▸ **ЗАДАНИЯ**:
1/ Когда, согласно отрывку о дипломатическом признании Советской России, Соединенные Штаты установили дипломатические отношения с советским правительством?
2/ Продолжите отрывок о дипломатическом признании Советской России с того места, где он заканчивается.

▸ **ИСХОДНЫЙ ОТРЫВОК**:
....
Доктор экономических наук Валентин Катасонов по этому поводу пишет: «Слово "смешанные" камуфлировало тот факт, что контроль в судах также был за иностранными представителями. Это была откровенная попытка поставить нашу страну под внешнее управление, лишить ее национального суверенитета. После определения сумм долгов предлагалось все обязательства РСФСР оформить в виде единых облигаций. Вместе с тем эти бумаги должны были быть номинированы в разных валютах с учетом стран – держателей долгов. Облигации должны были быть обеспечены, как сказано в документе, "всем достоянием Российского государства"».
Лондонский меморандум предписывал Кремлю руководствоваться в экономической политике отнюдь не национальными интересами России.
Полоса признаний
После международной конференции в Генуе и подписания Рапалльского договора с Германией СССР 23 июля 1923 года установил дипломатические отношения с Афганистаном, Персией (Ираном), Монголией, Польшей, Финляндией и Турцией. В феврале 1924-го Советский Союз признали Великобритания, Италия, Норвегия и Австрия, в марте – Греция и Швеция, в мае – Китай, в июне – Дания, в августе – Мексика и Хиджаз (ныне часть Саудовской Аравии), в октябре – Франция. В январе 1925-го к этим странам присоединилась Япония. Из крупных держав дольше других тянули с признанием СССР Соединенные Штаты: они установили дипотношения с советским правительством только в ноябре 1933 года.
Остановки в Риге и Берлине
В день принятия меморандума ничего не знавшая о нем советская делегация приехала в Ригу. Здесь 29 марта состоялась конференция глав внешнеполитических ведомств Латвии, Эстонии, Польши и РСФСР. Участники Балтийской конференции высказались за упрочение мира в Восточной Европе и активизацию торговых отношений. «Это было победой Москвы, поскольку резолюция содержала призыв к юридическому признанию Советской России», – констатирует американский историк Тимоти Эдвард О’Коннор.
....
▸ **ВЫБОРКА ДАННЫХ**:
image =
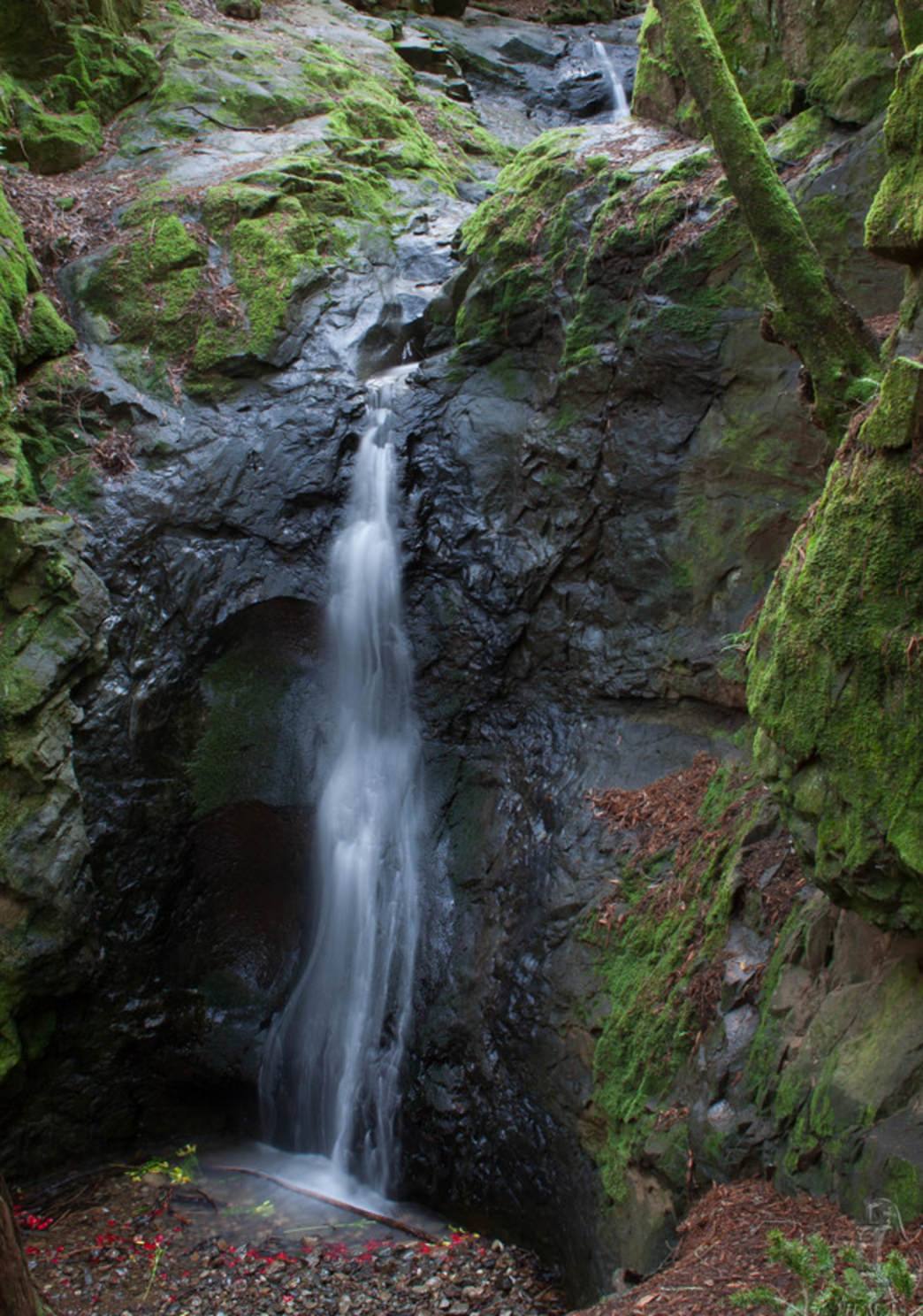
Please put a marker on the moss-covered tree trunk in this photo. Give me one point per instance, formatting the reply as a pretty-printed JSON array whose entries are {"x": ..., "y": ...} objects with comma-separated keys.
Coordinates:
[
  {"x": 812, "y": 318},
  {"x": 18, "y": 1292}
]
....
▸ **ОТВЕТЫ К УПРАЖНЕНИЮ**:
1/ В ноябре 1933 года.

2/
Следующим пунктом маршрута советской делегации стал Берлин. Чичерин рассчитывал склонить Германию к дипломатическому признанию РСФСР и урегулировать основные спорные вопросы. Для давления на немцев можно было использовать 116-ю статью Версальского договора, которая позволяла России требовать от Германии выплаты репараций. Правда, и у той были свои аргументы и претензии. Они касались национализированного большевиками германского имущества.
В ходе переговоров в Берлине стороны к согласию так и не пришли. Глава МИДа Веймарской республики Вальтер Ратенау надеялся, что в Генуе сможет облегчить возложенное на его страну бремя репараций.
6 апреля российская делегация прибыла в небольшой городок Санта-Маргерита, расположенный в 30 км от Генуи, и остановилась в отеле «Палаццо империале». Вопреки предсказаниям газет, большевики предстали перед взыскательными европейцами не в красных рубахах и сапогах гармошкой, а одетыми так, как подобает дипломатам. В ресторанах они пользовались вилками и ножами и оставляли чаевые.
Политический плакат 1920 года. Худ. В.Н. Дени
Обмен претензиями
Конференция с участием 29 государств и 5 британских доминионов открылась под председательством премьер-министра Италии Луиджи Факта 10 апреля в 15 часов 5 минут под сводами старинного палаццо Сан-Джорджо. Символичным было то, что экономический форум начал работу в Зале сделок.
Георгий Чичерин, произнесший свою речь сначала по-французски, а потом по-английски, заявил: «Российская делегация явилась сюда не для того, чтобы пропагандировать свои собственные теоретические воззрения, а ради вступления в деловые отношения с правительствами и торгово-промышленными кругами всех стран на основе взаимности, равноправия и полного и безоговорочного признания». Далее он подчеркнул, что Советская Россия готова предоставить иностранцам «под обработку миллионы десятин плодороднейшей земли, богатейшие лесные, каменноугольные и рудные концессии».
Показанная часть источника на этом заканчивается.